Objective — Convert the records below, starting at the line that contains "Where can the dark" and continuing through the last line, into a JSON list of strings with one string per line and no blank lines.

Data supplied —

** begin **

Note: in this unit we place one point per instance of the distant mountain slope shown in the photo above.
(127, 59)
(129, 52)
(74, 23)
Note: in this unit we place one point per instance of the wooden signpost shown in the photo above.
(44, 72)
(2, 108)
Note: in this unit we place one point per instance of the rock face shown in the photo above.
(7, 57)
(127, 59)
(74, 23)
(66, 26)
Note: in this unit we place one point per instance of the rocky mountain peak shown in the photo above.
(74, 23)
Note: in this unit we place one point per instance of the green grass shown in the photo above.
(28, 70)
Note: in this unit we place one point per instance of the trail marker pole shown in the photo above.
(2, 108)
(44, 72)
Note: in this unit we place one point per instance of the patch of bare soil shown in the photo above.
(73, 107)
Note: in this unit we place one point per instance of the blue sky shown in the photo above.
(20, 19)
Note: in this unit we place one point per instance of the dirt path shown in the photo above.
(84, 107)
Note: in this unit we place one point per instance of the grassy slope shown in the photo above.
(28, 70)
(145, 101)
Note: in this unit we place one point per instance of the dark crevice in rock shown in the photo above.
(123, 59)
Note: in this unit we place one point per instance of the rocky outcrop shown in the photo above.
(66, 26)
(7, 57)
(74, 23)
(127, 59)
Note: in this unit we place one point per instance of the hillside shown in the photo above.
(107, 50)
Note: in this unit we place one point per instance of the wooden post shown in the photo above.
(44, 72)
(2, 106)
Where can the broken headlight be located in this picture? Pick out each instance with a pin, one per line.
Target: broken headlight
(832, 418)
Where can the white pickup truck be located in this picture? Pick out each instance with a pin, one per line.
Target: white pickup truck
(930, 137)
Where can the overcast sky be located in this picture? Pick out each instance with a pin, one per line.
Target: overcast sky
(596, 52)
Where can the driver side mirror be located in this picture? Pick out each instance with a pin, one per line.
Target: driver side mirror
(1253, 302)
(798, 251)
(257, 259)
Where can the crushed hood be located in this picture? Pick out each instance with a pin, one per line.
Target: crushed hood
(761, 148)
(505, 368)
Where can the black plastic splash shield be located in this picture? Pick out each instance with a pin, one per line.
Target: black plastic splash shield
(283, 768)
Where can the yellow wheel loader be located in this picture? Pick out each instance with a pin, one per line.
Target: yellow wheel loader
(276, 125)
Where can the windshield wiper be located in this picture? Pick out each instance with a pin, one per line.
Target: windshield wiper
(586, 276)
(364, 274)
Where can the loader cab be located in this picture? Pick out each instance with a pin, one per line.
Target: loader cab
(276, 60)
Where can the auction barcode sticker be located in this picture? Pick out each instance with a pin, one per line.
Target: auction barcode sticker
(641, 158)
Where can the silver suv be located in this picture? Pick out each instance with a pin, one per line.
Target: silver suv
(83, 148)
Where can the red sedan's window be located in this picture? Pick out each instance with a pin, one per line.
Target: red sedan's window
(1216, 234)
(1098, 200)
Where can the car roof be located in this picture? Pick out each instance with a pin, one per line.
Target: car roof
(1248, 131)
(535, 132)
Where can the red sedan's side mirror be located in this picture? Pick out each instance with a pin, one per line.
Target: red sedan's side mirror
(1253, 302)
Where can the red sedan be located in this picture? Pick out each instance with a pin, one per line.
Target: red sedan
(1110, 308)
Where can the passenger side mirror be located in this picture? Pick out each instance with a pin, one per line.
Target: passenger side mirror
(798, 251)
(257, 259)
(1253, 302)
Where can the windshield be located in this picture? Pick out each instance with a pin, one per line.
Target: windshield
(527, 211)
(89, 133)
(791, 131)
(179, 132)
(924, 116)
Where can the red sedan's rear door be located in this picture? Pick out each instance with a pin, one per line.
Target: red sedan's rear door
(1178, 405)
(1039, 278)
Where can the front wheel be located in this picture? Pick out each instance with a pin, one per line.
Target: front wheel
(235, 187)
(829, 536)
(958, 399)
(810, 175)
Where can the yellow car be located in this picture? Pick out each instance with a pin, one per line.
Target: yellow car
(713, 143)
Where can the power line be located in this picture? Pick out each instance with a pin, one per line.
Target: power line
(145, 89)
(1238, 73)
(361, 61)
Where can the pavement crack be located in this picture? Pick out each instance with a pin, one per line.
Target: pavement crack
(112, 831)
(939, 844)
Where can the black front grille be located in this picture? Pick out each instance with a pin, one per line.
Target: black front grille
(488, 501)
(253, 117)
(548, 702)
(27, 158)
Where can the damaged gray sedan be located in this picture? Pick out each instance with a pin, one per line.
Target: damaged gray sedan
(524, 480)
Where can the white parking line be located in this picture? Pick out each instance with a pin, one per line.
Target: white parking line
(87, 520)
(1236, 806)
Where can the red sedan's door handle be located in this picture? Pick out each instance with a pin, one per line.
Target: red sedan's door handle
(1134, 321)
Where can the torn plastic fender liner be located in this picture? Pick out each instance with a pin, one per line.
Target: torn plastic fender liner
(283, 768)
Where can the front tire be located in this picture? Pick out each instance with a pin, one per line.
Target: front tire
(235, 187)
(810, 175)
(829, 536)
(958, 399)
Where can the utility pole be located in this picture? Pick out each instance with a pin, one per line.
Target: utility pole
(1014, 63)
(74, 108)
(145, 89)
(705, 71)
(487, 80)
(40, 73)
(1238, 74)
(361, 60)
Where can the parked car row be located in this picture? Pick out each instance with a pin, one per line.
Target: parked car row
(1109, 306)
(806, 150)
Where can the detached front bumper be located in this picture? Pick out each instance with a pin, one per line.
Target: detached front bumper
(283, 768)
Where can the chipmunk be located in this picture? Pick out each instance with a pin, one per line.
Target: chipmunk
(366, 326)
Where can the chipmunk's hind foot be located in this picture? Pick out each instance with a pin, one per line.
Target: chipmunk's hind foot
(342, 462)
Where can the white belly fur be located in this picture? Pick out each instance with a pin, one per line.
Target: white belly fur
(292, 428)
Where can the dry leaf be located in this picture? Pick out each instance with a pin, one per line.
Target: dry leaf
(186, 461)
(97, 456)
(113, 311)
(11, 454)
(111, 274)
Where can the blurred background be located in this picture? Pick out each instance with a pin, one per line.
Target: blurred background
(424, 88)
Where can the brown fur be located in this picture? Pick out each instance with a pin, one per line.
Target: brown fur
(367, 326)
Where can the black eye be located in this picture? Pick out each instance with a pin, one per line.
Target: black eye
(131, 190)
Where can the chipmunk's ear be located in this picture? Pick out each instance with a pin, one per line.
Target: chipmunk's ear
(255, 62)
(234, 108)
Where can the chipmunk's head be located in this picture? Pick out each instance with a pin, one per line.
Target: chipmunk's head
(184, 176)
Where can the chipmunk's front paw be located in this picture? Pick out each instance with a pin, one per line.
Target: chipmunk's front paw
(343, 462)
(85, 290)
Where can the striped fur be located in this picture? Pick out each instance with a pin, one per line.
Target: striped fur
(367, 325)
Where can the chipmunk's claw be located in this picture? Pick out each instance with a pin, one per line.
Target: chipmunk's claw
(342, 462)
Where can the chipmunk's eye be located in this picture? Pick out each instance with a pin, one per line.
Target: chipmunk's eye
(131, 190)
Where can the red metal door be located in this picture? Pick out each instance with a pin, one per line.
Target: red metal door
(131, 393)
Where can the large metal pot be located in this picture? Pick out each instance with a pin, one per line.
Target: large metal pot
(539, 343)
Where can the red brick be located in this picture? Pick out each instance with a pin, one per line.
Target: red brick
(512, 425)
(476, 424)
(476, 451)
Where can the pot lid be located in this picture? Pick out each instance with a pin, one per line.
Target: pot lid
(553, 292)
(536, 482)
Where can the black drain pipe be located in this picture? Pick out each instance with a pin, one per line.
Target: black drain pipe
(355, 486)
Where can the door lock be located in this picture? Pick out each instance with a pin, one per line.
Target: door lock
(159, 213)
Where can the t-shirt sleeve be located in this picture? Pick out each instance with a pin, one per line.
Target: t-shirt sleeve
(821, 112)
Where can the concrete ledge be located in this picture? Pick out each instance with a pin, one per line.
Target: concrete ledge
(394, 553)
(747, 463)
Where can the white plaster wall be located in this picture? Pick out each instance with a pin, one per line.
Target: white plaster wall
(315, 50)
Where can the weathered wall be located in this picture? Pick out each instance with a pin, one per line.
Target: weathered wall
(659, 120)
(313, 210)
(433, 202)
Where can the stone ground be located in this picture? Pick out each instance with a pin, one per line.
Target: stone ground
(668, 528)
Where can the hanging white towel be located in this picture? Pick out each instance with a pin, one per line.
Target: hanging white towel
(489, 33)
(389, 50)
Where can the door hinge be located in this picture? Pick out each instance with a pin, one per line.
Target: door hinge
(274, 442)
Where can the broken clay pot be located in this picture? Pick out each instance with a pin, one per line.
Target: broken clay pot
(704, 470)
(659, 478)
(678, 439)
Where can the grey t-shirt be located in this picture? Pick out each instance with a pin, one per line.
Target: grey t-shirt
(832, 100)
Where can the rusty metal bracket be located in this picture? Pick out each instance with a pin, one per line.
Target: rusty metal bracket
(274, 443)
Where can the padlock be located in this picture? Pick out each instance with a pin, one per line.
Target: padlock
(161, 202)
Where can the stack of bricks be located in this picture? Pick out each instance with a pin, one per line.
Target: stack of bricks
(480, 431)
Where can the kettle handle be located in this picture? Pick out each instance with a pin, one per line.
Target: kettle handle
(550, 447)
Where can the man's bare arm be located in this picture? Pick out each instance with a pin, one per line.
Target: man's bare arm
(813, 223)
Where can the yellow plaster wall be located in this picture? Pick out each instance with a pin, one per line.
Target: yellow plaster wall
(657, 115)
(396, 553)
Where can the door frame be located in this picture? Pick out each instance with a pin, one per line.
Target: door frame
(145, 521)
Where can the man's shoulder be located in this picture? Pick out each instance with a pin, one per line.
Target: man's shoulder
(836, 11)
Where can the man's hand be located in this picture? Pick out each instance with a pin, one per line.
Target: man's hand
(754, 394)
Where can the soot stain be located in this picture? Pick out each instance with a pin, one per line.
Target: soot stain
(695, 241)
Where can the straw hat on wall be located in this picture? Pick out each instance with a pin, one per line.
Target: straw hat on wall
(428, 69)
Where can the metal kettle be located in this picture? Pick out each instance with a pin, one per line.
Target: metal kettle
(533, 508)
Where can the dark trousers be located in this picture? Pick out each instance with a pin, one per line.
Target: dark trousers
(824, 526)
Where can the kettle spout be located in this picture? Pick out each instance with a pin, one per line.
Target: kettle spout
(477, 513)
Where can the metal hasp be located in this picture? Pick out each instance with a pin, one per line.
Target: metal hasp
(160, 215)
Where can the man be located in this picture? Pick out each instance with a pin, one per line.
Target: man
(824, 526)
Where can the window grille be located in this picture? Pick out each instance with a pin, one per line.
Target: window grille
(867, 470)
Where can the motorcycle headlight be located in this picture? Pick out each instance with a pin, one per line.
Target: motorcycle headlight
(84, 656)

** end **

Task response —
[
  "Where can the dark trousers be located in this picture? Pick out each instance with a pin, one per line.",
  "Target: dark trousers",
  "(824, 526)",
  "Where can the kettle spout be located in this picture? Pick out each instance with a pin, one per line.",
  "Target: kettle spout",
  "(477, 513)",
  "Where can the metal hasp be located in this picture? Pick out each instance with a pin, one per line.",
  "Target: metal hasp",
  "(160, 215)",
  "Where can the man be located in this picture? Pick out each instance with a pin, one per line.",
  "Target: man",
  "(824, 526)",
  "Where can the window grille be located in this picture? Pick out each instance with a pin, one per line.",
  "Target: window grille",
  "(867, 470)",
  "Where can the motorcycle headlight be located in this picture? Pick out each instance with a pin, one per line.",
  "Target: motorcycle headlight",
  "(84, 656)"
]